Records from a data source

((

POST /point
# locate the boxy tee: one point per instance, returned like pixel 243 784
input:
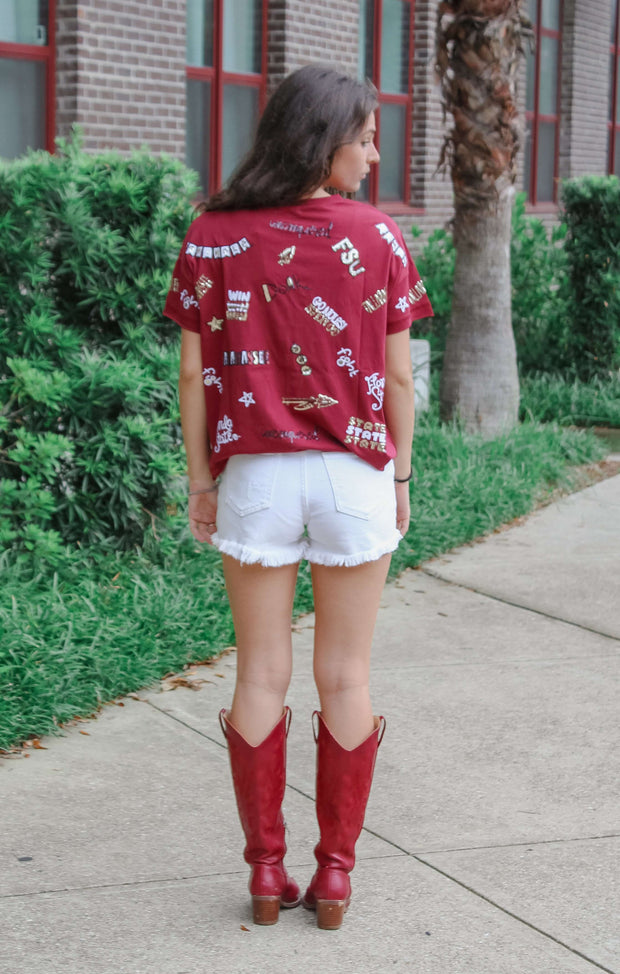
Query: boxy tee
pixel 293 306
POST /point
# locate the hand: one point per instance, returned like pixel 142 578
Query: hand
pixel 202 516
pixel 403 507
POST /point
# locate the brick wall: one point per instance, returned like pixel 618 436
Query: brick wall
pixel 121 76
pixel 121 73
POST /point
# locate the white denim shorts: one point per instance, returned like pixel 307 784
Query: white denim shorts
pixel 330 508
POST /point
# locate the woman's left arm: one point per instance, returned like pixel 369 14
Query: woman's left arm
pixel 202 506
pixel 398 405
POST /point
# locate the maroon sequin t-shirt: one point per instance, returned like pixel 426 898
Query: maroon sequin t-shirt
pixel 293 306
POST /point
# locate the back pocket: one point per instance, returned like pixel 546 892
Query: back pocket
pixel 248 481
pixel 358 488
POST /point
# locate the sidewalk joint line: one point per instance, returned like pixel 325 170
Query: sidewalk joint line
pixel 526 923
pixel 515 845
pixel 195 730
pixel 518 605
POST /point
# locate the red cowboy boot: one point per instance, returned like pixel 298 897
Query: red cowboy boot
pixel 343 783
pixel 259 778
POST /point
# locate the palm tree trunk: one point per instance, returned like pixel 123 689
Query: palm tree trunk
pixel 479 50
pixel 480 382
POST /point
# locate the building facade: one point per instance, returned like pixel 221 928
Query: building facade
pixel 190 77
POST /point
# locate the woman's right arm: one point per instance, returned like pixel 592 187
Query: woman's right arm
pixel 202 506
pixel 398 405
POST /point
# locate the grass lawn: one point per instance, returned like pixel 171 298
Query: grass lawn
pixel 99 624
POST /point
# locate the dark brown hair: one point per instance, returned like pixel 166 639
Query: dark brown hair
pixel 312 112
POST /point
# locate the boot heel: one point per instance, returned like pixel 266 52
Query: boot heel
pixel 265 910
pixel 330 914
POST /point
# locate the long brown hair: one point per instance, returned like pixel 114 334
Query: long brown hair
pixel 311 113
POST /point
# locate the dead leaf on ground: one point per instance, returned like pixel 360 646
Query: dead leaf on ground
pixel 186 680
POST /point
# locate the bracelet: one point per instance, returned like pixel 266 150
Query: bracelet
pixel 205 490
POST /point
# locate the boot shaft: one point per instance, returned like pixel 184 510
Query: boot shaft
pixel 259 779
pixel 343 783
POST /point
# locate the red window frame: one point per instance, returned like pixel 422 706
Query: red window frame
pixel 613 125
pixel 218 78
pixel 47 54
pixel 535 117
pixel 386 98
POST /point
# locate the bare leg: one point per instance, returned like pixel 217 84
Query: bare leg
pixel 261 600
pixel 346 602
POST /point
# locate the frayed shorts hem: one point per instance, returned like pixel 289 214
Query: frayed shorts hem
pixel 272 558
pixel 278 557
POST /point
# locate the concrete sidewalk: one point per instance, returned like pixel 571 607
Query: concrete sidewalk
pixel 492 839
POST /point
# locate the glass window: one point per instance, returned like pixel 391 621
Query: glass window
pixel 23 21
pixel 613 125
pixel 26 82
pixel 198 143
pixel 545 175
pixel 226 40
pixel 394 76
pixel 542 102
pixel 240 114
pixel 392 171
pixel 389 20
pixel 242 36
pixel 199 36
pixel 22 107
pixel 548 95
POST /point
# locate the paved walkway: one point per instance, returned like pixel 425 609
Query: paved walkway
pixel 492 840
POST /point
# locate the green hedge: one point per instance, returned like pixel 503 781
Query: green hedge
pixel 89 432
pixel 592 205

))

TASK BRIEF:
Lay out every line of the material above as a numbered list, skipping blank lines and omitting the picture.

SOLUTION TO THE PROBLEM:
1. POST /point
2. # locate the boxy tee: one point per instance, returned like pixel 243 784
3. input:
4. Query: boxy tee
5. pixel 293 306
6. POST /point
7. # locate the hand: one point per instance, returned like pixel 142 578
8. Query: hand
9. pixel 202 516
10. pixel 403 507
11. POST /point
12. # locate the brick wall: one point per instance, returned like pixel 618 436
13. Query: brick wall
14. pixel 121 76
15. pixel 121 73
16. POST /point
17. # locate the white denim shorts: one point per instance, returned like pixel 307 784
18. Query: white denim shorts
19. pixel 330 508
20. POST /point
21. # locate the woman's left arm: one point per instance, returned like pixel 369 14
22. Query: woman's left arm
23. pixel 202 506
24. pixel 398 405
25. POST /point
26. # locate the maroon sequin t-shirt: one point per instance, returned like pixel 426 898
27. Query: maroon sequin t-shirt
28. pixel 293 306
29. POST /point
30. # locate the back pocket: one point per instance, returned like pixel 546 892
31. Query: back pocket
32. pixel 248 481
33. pixel 358 488
34. POST /point
35. # locate the sidewalk joint line: one point per instance, returned like pixel 325 170
36. Query: sidewalk joint line
37. pixel 526 923
38. pixel 515 845
39. pixel 195 730
40. pixel 518 605
41. POST /point
42. # locate the red cowboy boot: one point per instance, returned like pixel 298 897
43. Query: red cowboy boot
44. pixel 343 783
45. pixel 259 778
46. POST /point
47. # locate the palm tree trunk: one point per instance, returned like pixel 123 689
48. Query: palm tree trunk
49. pixel 479 50
50. pixel 480 382
51. POST /point
52. # locate the building facade: one point per instance, returned like pixel 221 928
53. Query: building facade
54. pixel 190 77
55. POST /point
56. # locate the woman's right arm: one point per instance, returned like pixel 592 187
57. Query: woman's right arm
58. pixel 202 506
59. pixel 398 405
60. POST /point
61. # locate the grass lawn: one point per instance, returned like pixel 171 298
62. Query: grass lawn
63. pixel 99 624
64. POST /point
65. # locate the dark brown hair: one point per instance, returned like pixel 166 639
66. Query: dark brown hair
67. pixel 312 112
68. POST /point
69. # locate the boot heel: one point per instance, returned like pixel 266 52
70. Query: boot heel
71. pixel 265 910
72. pixel 330 914
73. POST /point
74. # locate the long brown hair: one point per instance, returned like pixel 114 334
75. Query: long brown hair
76. pixel 311 113
77. POST /point
78. # locate the dead leaf on ground: one point per instance, returned like pixel 360 646
79. Query: dead leaf on ground
80. pixel 186 680
81. POST /point
82. # locate the bracelet: one point per instance, returned like pixel 266 150
83. Query: bracelet
84. pixel 205 490
85. POST /point
86. # locate the boot shaft: one point per instance, returned like pixel 184 510
87. Query: boot shaft
88. pixel 259 779
89. pixel 343 783
90. POST /point
91. # locate the red window frame: one point per instance, returned like pixel 422 706
92. Query: red window frame
93. pixel 613 125
94. pixel 218 78
95. pixel 47 54
96. pixel 535 117
97. pixel 386 98
98. POST /point
99. # locate the bare leg: one point per instance, returned like pixel 217 84
100. Query: bare leg
101. pixel 261 600
102. pixel 346 602
103. POST /point
104. # locate the frayed shorts hem: one point per instance, returned like pixel 289 214
105. Query: frayed shorts hem
106. pixel 272 558
107. pixel 278 557
108. POST /point
109. # locate the concrete sidewalk: one point per instance, returned like pixel 571 607
110. Query: concrete sidewalk
111. pixel 492 839
112. POST /point
113. # locate the glass window: one point per instance, returned like pixel 391 621
114. Query: glass window
115. pixel 23 21
116. pixel 613 125
117. pixel 26 82
118. pixel 198 143
119. pixel 545 175
120. pixel 226 40
121. pixel 394 76
122. pixel 542 102
123. pixel 240 114
124. pixel 392 171
125. pixel 389 20
126. pixel 242 36
127. pixel 199 36
128. pixel 22 107
129. pixel 548 95
130. POST /point
131. # locate the paved walkway: one point per instance, returned like pixel 425 609
132. Query: paved walkway
133. pixel 492 840
134. POST /point
135. # locate the green hedge: one point per instance, returned like pixel 503 781
136. Query: green hedge
137. pixel 89 432
138. pixel 592 205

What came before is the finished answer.